:: DATA ::
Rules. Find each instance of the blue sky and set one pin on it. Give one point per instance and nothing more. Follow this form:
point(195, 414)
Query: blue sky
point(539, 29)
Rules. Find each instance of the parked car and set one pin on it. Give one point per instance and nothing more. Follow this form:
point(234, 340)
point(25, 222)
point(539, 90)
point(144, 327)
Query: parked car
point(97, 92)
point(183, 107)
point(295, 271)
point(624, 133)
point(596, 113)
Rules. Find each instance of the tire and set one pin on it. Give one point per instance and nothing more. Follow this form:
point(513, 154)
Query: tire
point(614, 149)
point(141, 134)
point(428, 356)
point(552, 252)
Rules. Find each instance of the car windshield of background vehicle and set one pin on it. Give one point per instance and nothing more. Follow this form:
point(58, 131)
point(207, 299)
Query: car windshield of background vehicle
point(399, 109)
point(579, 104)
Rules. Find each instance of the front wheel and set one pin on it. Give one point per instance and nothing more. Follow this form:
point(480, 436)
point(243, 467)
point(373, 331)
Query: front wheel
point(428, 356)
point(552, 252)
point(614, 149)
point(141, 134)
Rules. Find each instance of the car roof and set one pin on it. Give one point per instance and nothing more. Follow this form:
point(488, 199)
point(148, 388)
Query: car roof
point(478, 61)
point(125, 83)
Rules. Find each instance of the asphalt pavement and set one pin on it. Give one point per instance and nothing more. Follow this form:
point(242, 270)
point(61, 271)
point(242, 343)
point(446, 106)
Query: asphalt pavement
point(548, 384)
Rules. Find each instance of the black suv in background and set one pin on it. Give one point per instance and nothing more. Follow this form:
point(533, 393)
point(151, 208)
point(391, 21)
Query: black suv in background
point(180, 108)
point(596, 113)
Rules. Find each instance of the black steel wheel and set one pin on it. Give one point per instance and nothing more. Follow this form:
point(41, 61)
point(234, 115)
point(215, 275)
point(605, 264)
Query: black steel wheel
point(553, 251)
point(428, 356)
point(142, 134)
:::
:: DATA ::
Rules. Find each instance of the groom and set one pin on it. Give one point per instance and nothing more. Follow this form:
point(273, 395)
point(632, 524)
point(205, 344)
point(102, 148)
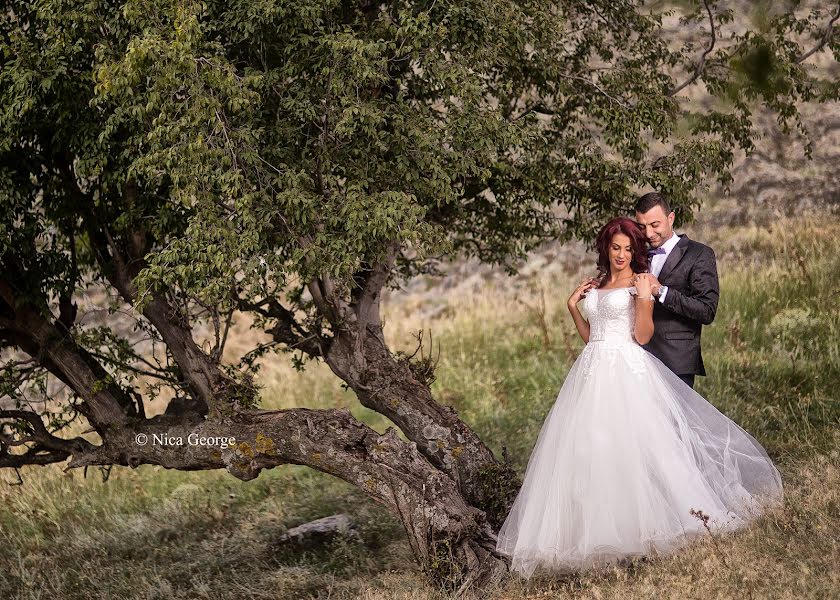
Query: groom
:::
:: DATA ::
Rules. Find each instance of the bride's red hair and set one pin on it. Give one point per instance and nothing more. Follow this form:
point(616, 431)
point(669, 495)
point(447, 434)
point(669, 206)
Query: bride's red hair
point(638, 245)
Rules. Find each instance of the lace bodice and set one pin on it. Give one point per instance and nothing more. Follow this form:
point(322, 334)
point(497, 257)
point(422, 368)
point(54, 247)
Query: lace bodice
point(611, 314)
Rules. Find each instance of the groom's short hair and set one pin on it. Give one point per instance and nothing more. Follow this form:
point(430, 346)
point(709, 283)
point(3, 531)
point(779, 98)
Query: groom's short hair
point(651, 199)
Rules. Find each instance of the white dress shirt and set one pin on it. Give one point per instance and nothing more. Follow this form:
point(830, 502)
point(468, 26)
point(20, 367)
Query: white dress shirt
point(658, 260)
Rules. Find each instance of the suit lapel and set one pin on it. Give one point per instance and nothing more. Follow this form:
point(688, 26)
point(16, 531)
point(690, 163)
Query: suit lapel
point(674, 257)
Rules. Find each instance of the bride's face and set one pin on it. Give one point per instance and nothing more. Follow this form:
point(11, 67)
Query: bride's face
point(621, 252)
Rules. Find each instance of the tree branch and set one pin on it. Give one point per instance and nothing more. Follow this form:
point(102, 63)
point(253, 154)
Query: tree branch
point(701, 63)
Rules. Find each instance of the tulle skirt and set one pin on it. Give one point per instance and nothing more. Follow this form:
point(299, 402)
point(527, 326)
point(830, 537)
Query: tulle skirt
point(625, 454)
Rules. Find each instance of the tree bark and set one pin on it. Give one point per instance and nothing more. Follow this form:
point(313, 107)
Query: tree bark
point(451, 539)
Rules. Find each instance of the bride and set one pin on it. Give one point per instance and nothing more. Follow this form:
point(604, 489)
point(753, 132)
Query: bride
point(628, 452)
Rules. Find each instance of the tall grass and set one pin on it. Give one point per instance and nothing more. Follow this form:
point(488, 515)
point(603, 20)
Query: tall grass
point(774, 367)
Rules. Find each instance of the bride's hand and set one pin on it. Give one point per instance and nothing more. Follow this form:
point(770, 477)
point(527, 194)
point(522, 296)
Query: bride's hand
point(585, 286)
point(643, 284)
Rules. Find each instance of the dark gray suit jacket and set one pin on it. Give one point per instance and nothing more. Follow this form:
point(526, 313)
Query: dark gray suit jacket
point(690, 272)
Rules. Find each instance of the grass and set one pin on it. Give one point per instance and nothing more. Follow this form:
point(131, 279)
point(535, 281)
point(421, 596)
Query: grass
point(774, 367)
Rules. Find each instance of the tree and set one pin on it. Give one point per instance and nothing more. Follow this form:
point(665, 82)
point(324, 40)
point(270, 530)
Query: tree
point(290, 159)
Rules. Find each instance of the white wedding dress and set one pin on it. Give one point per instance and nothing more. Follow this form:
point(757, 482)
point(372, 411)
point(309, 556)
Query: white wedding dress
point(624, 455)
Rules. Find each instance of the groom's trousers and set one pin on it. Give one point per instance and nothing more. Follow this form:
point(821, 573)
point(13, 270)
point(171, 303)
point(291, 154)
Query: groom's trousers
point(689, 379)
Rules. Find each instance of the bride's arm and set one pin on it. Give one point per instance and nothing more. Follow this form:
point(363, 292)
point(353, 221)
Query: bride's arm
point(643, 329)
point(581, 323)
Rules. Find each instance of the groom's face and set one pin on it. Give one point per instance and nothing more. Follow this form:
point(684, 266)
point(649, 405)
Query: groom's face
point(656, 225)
:::
> [REQUIREMENT]
Every line above from the line with "Rules. Find each instance of the blue" to the line with "Rules. Find each instance of the tire", inclusive, must be returned exactly; no other line belongs in the reply.

> [EXERCISE ANSWER]
Rules. Find each instance of the blue sky and set one pin on it. Give one point per instance and nothing more. Follow this form:
point(195, 414)
Query: blue sky
point(539, 29)
Rules. Find each instance of the parked car and set one pin on it. Give one point per instance and nothing more. Follow this form:
point(234, 340)
point(25, 222)
point(539, 90)
point(144, 327)
Query: parked car
point(97, 92)
point(183, 107)
point(295, 271)
point(624, 133)
point(596, 113)
Rules. Find each instance of the tire and set one pin on it. Give one point per instance and nothing more. Follow this form:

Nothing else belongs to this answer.